What to work on ->
**1)** In the author biography, list the works that follow the phrase "Other works include", leaving out the short fiction collection.
**2)** Recast the lines of the listing as a JSON list of strings, one per line, starting at the line that contains "Would you point at the pink baseball" and ending at the last line of the listing.

Gregory Frost is the author of the Shadowbridge duology, SHADOWBRIDGE and LORD TOPHET. His latest short fiction appears in the anthology POE, edited by Ellen Datlow. He’s been a finalist for every award in the sf, fantasy, and horror genres. Other works include LYREC, TAIN, REMSCELA, THE PURE COLD LIGHT, FITCHER’S BRIDES, and the short fiction collection ATTACK IF THE JAZZ GIANTS & OTHER STORIES. GF-Poe event-web copyHis essay on Slipstream fiction appears in Modern Fantasy Literature (Cambridge University Press), co-edited by Farah Mendelsohn. For two years he was the principal researcher for a non-fiction television producer, for shows that appeared on The Learning Channel and The Discovery Channel. Currently he is the acting Fiction Writing Workshop Director at Swarthmore College, in Swarthmore, PA, and teaches in writing programs in and around the Delaware Valley. His web page is http://www.gregoryfrost.com.

Material ->
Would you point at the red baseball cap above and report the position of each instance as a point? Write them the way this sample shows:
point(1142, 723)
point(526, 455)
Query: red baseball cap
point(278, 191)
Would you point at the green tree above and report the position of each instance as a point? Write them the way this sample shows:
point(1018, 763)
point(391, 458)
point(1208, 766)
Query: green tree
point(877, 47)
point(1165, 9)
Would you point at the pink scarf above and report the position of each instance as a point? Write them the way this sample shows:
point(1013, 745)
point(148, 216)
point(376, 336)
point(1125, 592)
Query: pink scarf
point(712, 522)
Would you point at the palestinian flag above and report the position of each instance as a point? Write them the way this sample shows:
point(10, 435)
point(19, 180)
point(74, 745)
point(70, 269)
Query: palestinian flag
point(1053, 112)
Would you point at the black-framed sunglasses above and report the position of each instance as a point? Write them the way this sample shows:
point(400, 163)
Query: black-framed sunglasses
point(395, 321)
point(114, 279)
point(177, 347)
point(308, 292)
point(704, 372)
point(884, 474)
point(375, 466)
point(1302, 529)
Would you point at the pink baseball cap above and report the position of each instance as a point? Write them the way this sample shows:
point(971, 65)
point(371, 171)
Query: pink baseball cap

Results in order ->
**1)**
LYREC
TAIN
REMSCELA
THE PURE COLD LIGHT
FITCHER’S BRIDES

**2)**
[
  "Would you point at the pink baseball cap above and report the position of each instance as a point? Write them the way this sample shows:",
  "point(971, 65)",
  "point(371, 171)",
  "Query: pink baseball cap"
]